## Objective
Copy the material from the line containing "of the green" through the end, swapping "front tire" for "front wheel" and leaving everything else the same.

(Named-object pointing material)

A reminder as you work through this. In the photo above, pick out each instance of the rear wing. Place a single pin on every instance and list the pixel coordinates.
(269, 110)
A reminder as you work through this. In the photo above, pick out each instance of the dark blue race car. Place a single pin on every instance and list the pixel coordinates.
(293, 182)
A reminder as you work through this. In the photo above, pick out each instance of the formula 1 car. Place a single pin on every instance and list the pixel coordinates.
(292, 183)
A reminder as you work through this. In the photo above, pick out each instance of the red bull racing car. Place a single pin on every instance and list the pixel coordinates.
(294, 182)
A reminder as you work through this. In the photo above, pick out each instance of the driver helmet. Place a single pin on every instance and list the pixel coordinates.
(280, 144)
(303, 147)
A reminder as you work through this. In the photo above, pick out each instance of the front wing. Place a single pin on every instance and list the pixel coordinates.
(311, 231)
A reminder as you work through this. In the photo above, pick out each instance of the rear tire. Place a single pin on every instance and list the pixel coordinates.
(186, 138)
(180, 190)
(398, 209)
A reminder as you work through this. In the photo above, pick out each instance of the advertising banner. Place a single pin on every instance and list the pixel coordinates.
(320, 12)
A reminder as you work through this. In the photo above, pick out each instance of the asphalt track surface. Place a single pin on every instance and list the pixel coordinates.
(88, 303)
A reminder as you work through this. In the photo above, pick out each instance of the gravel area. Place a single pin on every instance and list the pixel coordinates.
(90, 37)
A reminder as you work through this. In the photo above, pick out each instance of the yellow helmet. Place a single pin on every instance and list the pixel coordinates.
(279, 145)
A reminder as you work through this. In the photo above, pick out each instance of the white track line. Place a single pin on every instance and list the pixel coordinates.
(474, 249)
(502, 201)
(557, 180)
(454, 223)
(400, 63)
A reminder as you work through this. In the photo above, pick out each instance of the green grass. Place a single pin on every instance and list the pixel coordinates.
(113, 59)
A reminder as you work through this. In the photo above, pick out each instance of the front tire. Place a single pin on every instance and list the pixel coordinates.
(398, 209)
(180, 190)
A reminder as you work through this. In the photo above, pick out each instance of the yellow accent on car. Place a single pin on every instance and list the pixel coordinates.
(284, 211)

## Final result
A reminder as you work through this. In the photo above, pick out each instance of the green grass. Place a single pin on every instance and list the pixel coordinates.
(113, 59)
A reminder as you work through this. In the photo above, pick out each instance of the front wheel. Place a single pin on every instance and list the pixel coordinates.
(398, 209)
(180, 190)
A reminder as you work through this. In the photo above, pick out each instance of the yellow accent on car. Place a single pin on every instance and list the pixel coordinates.
(284, 211)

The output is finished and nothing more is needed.